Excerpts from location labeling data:

--------------------

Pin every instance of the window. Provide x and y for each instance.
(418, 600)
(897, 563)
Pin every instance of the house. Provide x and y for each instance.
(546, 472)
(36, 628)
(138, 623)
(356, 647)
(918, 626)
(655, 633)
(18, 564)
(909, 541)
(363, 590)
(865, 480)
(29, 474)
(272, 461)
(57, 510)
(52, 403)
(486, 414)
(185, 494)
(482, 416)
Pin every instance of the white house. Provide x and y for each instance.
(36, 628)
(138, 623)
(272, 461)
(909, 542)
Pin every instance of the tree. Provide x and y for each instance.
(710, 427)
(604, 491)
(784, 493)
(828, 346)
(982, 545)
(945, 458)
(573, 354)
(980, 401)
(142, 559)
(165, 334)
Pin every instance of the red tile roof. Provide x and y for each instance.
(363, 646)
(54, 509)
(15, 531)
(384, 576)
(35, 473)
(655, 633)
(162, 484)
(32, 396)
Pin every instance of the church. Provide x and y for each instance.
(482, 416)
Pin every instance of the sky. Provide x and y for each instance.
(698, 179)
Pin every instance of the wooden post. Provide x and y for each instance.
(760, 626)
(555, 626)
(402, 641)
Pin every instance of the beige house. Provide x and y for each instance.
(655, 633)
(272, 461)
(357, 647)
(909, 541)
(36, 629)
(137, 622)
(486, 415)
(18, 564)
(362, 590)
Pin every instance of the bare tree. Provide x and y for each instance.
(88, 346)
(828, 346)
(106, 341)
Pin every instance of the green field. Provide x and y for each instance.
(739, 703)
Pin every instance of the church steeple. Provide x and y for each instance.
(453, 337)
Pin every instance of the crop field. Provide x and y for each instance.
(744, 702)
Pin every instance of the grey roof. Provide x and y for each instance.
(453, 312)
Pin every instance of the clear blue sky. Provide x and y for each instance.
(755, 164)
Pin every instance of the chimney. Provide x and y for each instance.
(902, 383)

--------------------

Given request: Rewrite the stretch from the line containing "Pin every instance of the church steeple." through the end of the records, changing every "Pin" to "Mark" and keeping everything else the same.

Task output:
Mark every instance of the church steeple. Provide x and y for each instance.
(453, 337)
Mark every instance of the crop field. Provide x and y for each instance.
(744, 702)
Mark every instance of the grey roof. Provide x and y for each instance.
(453, 312)
Mark every instance of the clear blue sky. Provide x and y for each instance.
(755, 164)
Mark every instance of the chimney. Provide x and y for each instance.
(902, 383)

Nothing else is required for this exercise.